# Written request:
Below is a block of records; repeat all of them exactly.
— START —
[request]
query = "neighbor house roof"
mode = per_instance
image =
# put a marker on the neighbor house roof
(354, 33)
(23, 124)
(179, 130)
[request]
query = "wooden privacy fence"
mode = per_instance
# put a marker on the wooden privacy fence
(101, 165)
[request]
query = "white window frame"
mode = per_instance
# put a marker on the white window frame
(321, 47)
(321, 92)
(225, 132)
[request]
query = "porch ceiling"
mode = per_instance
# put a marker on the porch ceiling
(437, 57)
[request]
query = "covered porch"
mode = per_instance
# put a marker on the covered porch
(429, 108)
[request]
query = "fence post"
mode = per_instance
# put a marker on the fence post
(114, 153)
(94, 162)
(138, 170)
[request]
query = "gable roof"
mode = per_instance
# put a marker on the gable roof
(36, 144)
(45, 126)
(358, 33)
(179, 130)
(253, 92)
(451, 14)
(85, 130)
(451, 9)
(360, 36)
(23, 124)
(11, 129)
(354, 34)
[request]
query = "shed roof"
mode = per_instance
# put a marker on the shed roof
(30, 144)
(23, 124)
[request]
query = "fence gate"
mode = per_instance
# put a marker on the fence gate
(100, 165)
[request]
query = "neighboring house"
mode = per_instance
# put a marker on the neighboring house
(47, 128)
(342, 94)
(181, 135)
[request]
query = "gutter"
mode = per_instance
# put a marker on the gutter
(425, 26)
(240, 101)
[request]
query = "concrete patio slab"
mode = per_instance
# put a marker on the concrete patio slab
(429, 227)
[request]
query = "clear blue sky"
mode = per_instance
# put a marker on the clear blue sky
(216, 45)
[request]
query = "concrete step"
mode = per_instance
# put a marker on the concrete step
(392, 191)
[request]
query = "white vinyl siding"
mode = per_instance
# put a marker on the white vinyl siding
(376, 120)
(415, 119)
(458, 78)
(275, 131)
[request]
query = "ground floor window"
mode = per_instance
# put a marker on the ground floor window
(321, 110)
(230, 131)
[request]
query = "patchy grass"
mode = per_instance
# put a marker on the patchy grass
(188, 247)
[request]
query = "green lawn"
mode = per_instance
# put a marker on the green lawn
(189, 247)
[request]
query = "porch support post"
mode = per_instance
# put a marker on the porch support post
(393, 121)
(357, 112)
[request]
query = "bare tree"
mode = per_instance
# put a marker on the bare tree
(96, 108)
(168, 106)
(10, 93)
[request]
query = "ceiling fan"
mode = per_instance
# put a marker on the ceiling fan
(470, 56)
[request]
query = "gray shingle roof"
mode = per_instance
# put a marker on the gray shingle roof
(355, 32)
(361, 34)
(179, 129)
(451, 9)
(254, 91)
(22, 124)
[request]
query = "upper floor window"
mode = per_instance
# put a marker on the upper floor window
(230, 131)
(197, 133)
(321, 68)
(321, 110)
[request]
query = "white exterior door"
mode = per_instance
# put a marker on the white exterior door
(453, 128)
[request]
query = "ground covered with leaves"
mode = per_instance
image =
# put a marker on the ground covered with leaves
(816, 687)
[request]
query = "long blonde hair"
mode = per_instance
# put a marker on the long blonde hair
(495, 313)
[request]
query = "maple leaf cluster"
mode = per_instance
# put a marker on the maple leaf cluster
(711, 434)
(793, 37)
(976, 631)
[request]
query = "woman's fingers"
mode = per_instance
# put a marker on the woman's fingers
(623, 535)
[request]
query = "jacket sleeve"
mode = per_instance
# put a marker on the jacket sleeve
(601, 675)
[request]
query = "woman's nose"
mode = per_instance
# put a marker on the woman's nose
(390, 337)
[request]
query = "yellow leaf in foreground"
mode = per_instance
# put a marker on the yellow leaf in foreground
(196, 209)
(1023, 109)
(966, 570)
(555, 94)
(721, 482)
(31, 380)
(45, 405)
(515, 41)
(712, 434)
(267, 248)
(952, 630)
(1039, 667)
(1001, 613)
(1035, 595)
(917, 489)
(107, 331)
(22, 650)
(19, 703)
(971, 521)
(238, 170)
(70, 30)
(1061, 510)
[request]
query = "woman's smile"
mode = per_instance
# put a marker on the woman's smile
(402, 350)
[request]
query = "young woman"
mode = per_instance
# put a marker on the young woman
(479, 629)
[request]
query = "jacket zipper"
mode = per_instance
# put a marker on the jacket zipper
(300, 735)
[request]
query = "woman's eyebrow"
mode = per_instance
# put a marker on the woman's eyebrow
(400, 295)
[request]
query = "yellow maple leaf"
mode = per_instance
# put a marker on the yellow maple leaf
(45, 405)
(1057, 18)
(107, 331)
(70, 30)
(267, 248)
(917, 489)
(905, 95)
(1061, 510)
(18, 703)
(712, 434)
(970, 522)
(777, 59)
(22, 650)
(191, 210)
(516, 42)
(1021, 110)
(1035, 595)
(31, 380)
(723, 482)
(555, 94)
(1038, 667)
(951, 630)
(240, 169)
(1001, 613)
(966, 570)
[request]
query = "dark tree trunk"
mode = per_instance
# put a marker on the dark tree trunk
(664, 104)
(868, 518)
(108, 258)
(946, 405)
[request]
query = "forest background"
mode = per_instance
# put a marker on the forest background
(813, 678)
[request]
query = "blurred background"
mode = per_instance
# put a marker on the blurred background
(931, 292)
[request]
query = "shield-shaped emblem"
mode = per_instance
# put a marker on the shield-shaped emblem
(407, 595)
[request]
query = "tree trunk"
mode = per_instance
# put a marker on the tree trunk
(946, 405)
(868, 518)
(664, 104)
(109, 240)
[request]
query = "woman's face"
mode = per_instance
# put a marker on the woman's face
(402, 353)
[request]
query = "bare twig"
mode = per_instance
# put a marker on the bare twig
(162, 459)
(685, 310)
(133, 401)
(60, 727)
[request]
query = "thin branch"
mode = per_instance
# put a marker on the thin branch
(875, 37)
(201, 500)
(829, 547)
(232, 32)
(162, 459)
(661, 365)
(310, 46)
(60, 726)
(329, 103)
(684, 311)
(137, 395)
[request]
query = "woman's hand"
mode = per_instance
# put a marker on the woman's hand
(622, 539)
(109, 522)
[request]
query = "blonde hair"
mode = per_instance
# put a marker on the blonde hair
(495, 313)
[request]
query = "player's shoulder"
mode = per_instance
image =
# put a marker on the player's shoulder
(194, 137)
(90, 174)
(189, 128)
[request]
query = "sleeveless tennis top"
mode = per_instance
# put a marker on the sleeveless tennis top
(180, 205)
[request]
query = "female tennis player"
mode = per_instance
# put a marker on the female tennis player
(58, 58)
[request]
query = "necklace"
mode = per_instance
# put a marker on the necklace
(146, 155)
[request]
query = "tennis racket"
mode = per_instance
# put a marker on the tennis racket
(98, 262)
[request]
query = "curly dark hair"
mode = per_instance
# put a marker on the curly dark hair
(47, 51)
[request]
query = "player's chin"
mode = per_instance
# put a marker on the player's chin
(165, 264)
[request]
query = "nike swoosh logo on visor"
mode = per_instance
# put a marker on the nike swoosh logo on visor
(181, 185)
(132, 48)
— END —
# Exercise solution:
[request]
query = "neighbor house roof"
mode = per_instance
image =
# put a marker on the neighbor house roof
(354, 33)
(23, 124)
(179, 130)
[request]
query = "wooden privacy fence"
mode = per_instance
# put a marker on the wooden privacy fence
(101, 165)
[request]
query = "white window frame"
mode = per_instance
# put a marker on the white window frame
(321, 47)
(321, 92)
(225, 132)
[request]
query = "porch ceiling"
mode = per_instance
# put a marker on the porch ceiling
(437, 57)
[request]
query = "covered porch"
mode = per_instance
# put a marker on the covered porch
(429, 108)
[request]
query = "fence post"
mode = per_instance
# put a marker on the fence post
(114, 153)
(94, 162)
(138, 170)
[request]
query = "gable roof"
mode = per_instance
# put a marker on the gable roof
(36, 144)
(45, 126)
(358, 33)
(179, 130)
(253, 92)
(451, 14)
(85, 130)
(451, 9)
(360, 36)
(23, 124)
(11, 129)
(354, 34)
[request]
query = "shed roof"
mode = per_instance
# put a marker on the shed roof
(30, 144)
(23, 124)
[request]
query = "fence gate"
mode = per_instance
# put a marker on the fence gate
(100, 165)
[request]
query = "neighboring house"
mode = per_instance
# put a marker on the neighboring house
(47, 128)
(342, 94)
(181, 135)
[request]
query = "gutter"
mode = per_instance
# put a marker on the gutter
(425, 26)
(240, 101)
[request]
query = "concrete patio slab"
mode = per_instance
# put a marker on the concrete patio slab
(429, 227)
[request]
query = "clear blue sky"
mode = per_instance
# put a marker on the clear blue sky
(216, 45)
[request]
query = "concrete step"
mode = per_instance
# put a marker on the concrete step
(392, 191)
[request]
query = "white vinyl siding"
mode = per_instance
# put a marker on the white vinyl siding
(376, 120)
(415, 119)
(458, 78)
(275, 131)
[request]
query = "ground floor window"
mode = per_instance
# put a marker on the ground floor window
(321, 110)
(230, 131)
[request]
query = "patchy grass"
mode = per_instance
# put a marker on the patchy grass
(188, 247)
[request]
query = "green lawn"
mode = per_instance
# put a marker on the green lawn
(189, 247)
[request]
query = "porch support post"
mode = per_instance
# put a marker on the porch support post
(393, 121)
(357, 112)
[request]
query = "bare tree"
mode = per_instance
# put a marker on the bare tree
(96, 108)
(168, 106)
(10, 93)
[request]
query = "ceiling fan"
mode = per_instance
# put a marker on the ceiling fan
(470, 56)
[request]
query = "gray shingle roof"
mode = per_instance
# put a marker on the gray shingle roof
(355, 32)
(361, 34)
(179, 129)
(451, 9)
(254, 91)
(22, 124)
[request]
query = "upper floor window"
mode = per_instance
# put a marker on the upper floor window
(230, 131)
(197, 133)
(321, 68)
(321, 110)
[request]
query = "white exterior door"
mode = per_instance
# put a marker on the white exterior door
(453, 128)
[request]
query = "ground covered with leaves"
mode = per_instance
image =
# put a marker on the ground covered with leaves
(816, 687)
[request]
query = "long blonde hair"
mode = per_instance
# put a marker on the long blonde hair
(495, 313)
[request]
query = "maple leaf cluster"
mode = per_instance
# put a marker on the maple leaf cluster
(711, 434)
(793, 37)
(976, 631)
[request]
query = "woman's fingers"
mode = per_instance
# put a marker on the woman's fingers
(623, 535)
[request]
query = "jacket sleeve"
mode = per_instance
# put a marker on the jacket sleeve
(601, 675)
[request]
query = "woman's nose"
mode = per_instance
# put a marker on the woman's nose
(390, 337)
[request]
query = "yellow leaf in foreground"
mode = per_instance
# put a marker on the yellow leaf in foreground
(196, 209)
(1023, 109)
(966, 570)
(555, 94)
(721, 482)
(31, 380)
(45, 405)
(515, 41)
(712, 434)
(267, 248)
(952, 630)
(1039, 667)
(1001, 613)
(1035, 595)
(917, 489)
(107, 331)
(22, 650)
(19, 703)
(971, 521)
(238, 170)
(70, 30)
(1061, 510)
[request]
query = "woman's smile"
mode = per_instance
# put a marker on the woman's smile
(402, 350)
[request]
query = "young woman"
mode = per_instance
# put a marker on the young woman
(479, 629)
[request]
query = "jacket zipper"
mode = per_instance
# put a marker on the jacket zipper
(300, 735)
[request]
query = "woman's eyebrow"
mode = per_instance
# put a marker on the woman's eyebrow
(400, 295)
[request]
query = "yellow maple leaf"
mode = per_instance
# put a marker on the yellow maple leaf
(45, 405)
(1057, 18)
(107, 331)
(70, 30)
(267, 248)
(917, 489)
(905, 95)
(1061, 510)
(18, 703)
(712, 434)
(970, 522)
(777, 59)
(22, 650)
(191, 210)
(516, 42)
(1021, 110)
(1035, 595)
(31, 380)
(723, 482)
(555, 94)
(1038, 667)
(951, 630)
(240, 169)
(1001, 613)
(966, 570)
[request]
query = "dark tree trunk"
mode = per_instance
# put a marker on the dark tree trunk
(664, 104)
(868, 518)
(108, 258)
(946, 405)
[request]
query = "forest background"
mode = per_instance
# put a marker on the forest background
(813, 678)
[request]
query = "blurred background"
mode = per_instance
# put a marker on the blurred background
(931, 292)
[request]
query = "shield-shaped emblem"
mode = per_instance
# put a marker on the shield-shaped emblem
(407, 595)
[request]
query = "tree trunk"
mode = per_instance
# put a marker on the tree trunk
(946, 405)
(868, 518)
(664, 104)
(109, 240)
[request]
query = "woman's face"
mode = per_instance
# put a marker on the woman's face
(402, 353)
[request]
query = "bare twig"
mode = per_instance
# put a marker on the bare twig
(162, 459)
(685, 310)
(133, 401)
(60, 727)
[request]
query = "thin branch"
mode = per_instance
# put a marker on the thin branch
(875, 37)
(201, 500)
(829, 547)
(232, 32)
(162, 459)
(661, 365)
(310, 46)
(60, 726)
(329, 103)
(684, 311)
(137, 395)
[request]
query = "woman's hand"
mode = per_instance
# put a marker on the woman's hand
(622, 539)
(109, 522)
[request]
query = "blonde hair"
mode = per_instance
# put a marker on the blonde hair
(495, 313)
[request]
query = "player's shoulder"
mode = per_instance
image =
# put a marker on the player's shoulder
(194, 137)
(90, 174)
(189, 128)
[request]
query = "sleeveless tennis top"
mode = per_instance
# put a marker on the sleeveless tennis top
(180, 205)
[request]
query = "female tennis player"
mode = per_instance
# put a marker on the female tennis player
(58, 58)
[request]
query = "necklace"
mode = per_instance
# put a marker on the necklace
(146, 155)
[request]
query = "tennis racket"
mode = per_instance
# put a marker on the tennis racket
(98, 262)
[request]
query = "curly dark hair"
mode = per_instance
# put a marker on the curly dark hair
(47, 51)
[request]
query = "player's chin"
mode = per_instance
# put a marker on the player's chin
(165, 264)
[request]
query = "nike swoosh logo on visor"
mode = per_instance
# put a marker on the nike swoosh logo on visor
(181, 185)
(132, 48)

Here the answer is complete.